Exercise: Retype the rows word for word, beginning at the line that contains "Every <instance> identifies" and stopping after the line that contains "122L190 138L170 142L158".

Data under study:

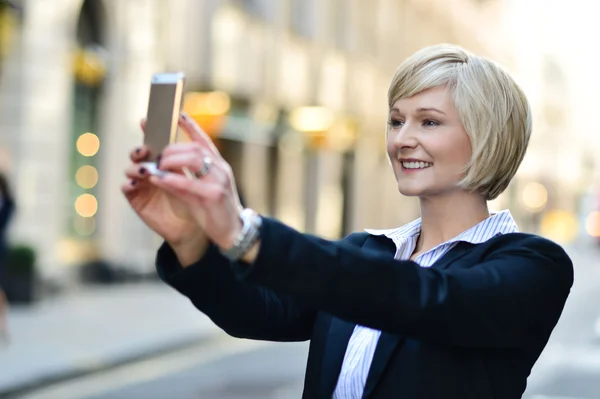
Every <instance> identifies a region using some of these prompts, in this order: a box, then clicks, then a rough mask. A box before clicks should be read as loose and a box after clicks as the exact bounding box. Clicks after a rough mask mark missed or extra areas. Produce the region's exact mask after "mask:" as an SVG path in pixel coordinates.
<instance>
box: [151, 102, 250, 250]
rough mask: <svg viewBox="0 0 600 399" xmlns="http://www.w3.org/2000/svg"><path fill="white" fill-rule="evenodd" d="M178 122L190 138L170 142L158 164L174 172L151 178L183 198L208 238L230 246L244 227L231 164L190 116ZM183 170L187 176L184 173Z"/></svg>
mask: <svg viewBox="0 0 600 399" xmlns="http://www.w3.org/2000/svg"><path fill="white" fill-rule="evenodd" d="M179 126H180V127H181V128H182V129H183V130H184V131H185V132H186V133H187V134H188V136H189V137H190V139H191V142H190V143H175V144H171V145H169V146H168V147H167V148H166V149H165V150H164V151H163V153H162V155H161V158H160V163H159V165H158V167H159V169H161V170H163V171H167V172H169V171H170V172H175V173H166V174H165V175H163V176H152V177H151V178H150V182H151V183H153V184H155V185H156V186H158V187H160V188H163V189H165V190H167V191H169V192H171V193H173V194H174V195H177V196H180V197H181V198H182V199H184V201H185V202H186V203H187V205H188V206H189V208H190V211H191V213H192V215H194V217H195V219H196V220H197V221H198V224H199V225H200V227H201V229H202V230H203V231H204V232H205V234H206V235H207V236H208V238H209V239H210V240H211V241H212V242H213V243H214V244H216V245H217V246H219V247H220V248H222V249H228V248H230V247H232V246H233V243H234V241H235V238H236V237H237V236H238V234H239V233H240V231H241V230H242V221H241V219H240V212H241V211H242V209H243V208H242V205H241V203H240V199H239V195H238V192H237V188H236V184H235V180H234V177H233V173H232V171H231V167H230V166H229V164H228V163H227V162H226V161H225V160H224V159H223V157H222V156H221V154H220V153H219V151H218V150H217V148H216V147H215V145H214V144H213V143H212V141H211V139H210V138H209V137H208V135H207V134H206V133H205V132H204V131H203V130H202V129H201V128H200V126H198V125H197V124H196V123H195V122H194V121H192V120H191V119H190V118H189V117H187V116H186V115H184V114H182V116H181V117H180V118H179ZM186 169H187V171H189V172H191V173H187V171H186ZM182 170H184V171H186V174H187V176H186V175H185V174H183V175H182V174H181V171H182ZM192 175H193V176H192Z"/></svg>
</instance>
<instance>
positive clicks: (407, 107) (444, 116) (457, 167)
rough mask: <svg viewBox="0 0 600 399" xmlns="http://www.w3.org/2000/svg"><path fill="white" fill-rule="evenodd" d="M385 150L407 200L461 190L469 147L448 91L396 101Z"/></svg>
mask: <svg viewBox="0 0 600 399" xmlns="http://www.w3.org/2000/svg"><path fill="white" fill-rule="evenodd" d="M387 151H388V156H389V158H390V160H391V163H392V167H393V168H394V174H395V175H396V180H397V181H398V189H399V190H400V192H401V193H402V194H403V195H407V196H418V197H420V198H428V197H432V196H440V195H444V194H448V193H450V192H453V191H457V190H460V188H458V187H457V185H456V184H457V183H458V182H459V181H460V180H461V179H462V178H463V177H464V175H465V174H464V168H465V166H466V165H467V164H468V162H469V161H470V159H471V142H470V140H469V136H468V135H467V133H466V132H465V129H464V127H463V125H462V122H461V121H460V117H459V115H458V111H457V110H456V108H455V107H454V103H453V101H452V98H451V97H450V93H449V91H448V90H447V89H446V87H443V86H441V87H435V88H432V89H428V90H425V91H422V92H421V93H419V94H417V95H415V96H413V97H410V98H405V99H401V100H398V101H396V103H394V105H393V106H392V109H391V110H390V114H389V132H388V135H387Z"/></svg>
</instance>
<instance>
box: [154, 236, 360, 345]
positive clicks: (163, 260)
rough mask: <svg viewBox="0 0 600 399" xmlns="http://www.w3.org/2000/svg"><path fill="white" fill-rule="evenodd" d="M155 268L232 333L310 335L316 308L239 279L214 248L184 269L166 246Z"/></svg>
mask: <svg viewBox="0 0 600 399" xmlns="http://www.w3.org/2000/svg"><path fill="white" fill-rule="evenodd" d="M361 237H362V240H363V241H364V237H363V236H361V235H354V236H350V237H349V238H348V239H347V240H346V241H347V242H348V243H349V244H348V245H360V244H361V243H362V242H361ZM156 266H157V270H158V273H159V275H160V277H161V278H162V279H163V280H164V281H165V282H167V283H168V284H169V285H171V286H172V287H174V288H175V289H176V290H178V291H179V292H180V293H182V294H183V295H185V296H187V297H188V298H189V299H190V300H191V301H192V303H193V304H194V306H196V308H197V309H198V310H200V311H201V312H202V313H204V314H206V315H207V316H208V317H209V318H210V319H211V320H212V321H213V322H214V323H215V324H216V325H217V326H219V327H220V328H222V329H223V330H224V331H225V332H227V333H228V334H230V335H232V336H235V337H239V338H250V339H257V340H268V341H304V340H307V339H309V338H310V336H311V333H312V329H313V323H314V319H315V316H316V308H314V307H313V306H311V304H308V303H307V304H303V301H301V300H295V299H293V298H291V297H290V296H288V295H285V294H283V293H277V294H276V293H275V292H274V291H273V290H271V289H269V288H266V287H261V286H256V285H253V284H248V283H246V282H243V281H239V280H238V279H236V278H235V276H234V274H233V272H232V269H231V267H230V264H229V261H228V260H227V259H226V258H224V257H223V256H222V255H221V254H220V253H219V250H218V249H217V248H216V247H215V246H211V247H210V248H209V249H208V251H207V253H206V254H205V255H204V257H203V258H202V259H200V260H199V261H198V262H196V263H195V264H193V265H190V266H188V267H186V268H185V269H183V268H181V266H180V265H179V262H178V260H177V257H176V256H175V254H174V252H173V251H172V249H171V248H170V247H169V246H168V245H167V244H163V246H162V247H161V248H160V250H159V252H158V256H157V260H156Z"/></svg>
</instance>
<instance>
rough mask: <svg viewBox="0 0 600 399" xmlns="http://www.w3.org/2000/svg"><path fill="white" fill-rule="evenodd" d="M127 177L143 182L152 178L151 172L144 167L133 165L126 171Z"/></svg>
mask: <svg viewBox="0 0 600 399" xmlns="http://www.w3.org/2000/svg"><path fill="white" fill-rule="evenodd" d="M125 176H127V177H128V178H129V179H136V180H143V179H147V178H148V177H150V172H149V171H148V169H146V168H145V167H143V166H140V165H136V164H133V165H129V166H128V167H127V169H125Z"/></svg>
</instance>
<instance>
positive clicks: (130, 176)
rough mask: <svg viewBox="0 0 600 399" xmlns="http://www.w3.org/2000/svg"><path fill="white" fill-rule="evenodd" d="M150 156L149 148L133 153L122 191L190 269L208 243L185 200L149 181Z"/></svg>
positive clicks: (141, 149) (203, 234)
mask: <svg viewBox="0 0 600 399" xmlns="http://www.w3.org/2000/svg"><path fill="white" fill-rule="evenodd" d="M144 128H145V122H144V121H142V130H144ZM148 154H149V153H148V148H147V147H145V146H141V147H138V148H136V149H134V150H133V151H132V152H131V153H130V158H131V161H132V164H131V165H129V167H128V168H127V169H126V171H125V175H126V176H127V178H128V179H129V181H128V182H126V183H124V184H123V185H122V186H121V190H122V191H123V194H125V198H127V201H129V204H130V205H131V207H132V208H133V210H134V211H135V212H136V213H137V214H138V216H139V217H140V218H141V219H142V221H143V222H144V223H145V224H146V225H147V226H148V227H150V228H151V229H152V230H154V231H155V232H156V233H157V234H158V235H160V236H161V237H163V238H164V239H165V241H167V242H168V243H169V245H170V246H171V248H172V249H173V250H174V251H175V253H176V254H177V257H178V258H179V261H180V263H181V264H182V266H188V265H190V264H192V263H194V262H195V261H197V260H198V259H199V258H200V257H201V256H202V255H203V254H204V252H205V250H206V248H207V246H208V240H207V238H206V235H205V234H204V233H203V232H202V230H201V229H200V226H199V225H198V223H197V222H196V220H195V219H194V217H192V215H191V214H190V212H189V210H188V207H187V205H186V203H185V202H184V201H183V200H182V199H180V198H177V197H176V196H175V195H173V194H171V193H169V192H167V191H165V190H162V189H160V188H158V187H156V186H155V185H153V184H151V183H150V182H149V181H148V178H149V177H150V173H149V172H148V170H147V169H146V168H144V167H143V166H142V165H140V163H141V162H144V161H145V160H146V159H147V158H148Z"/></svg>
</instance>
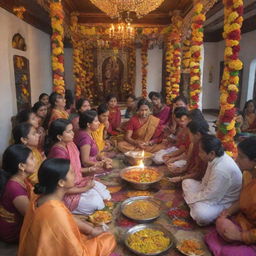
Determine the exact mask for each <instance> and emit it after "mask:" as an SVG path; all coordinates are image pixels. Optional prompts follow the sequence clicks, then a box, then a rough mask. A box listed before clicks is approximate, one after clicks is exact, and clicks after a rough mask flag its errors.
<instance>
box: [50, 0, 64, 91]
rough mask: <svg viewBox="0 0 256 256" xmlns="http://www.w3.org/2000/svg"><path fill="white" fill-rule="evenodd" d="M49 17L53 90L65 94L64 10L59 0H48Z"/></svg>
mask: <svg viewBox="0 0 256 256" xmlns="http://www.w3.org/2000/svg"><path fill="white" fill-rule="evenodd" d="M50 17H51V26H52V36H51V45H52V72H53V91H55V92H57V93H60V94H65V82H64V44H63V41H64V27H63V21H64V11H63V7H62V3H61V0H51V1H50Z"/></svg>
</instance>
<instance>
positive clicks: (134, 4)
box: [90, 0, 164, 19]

...

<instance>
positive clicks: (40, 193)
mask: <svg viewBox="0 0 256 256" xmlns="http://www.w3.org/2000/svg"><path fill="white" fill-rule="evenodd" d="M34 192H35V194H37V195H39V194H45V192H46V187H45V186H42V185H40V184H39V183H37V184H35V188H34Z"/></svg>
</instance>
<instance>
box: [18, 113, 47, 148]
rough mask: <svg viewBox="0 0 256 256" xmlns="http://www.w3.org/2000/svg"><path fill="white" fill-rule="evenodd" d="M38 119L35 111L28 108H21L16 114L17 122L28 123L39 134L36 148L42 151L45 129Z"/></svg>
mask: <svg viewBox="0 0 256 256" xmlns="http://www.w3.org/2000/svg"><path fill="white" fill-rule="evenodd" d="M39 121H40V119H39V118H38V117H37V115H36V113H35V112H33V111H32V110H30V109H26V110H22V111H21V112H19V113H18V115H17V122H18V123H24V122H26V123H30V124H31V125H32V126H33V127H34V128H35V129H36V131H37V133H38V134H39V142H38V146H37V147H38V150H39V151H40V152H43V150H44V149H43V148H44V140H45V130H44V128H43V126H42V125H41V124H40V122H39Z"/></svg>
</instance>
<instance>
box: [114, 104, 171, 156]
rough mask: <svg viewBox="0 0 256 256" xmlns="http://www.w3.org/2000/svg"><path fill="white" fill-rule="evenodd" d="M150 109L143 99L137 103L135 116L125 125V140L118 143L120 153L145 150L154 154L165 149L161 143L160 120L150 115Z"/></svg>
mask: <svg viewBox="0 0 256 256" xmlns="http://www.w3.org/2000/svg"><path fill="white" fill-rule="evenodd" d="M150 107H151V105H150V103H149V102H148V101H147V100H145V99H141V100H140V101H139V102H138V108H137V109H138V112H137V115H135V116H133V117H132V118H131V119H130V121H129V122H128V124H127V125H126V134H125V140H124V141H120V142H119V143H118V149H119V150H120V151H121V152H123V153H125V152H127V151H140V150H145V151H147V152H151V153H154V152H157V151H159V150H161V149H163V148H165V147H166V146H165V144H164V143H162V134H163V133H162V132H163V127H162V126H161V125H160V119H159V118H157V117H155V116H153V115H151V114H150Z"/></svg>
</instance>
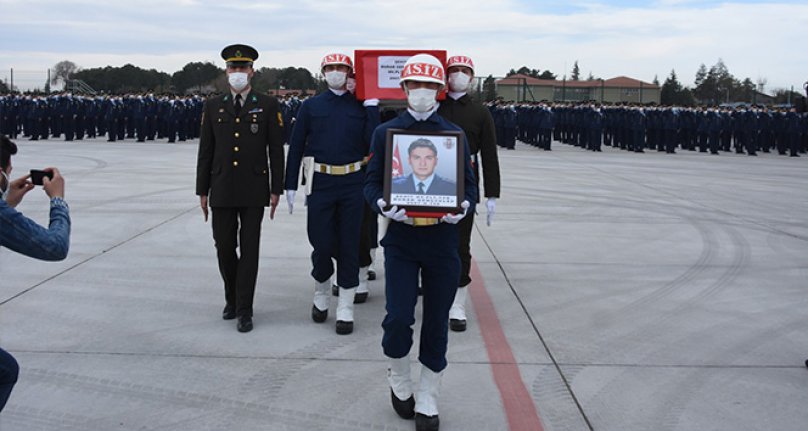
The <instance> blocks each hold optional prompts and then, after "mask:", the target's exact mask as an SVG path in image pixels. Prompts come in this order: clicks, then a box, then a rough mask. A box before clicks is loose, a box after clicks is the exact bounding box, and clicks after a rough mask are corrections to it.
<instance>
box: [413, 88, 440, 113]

Response box:
Every <instance> identifies a region using some of these prompts, in this order: a box, then clicks, then a rough mask. A box before clicks should be read as loose and a box after clicks as the exact bounding box. Clicks after a rough mask mark missed or extra areas. Produce the region's exact mask after "mask:" as an SVG path in pixel coordinates.
<instance>
box: [151, 102, 250, 250]
rough mask: <svg viewBox="0 0 600 399" xmlns="http://www.w3.org/2000/svg"><path fill="white" fill-rule="evenodd" d="M178 122L190 138L170 142L158 164L174 172L151 178L183 198L208 238L230 246L244 227L231 164L190 116ZM183 170L187 176L184 173Z"/></svg>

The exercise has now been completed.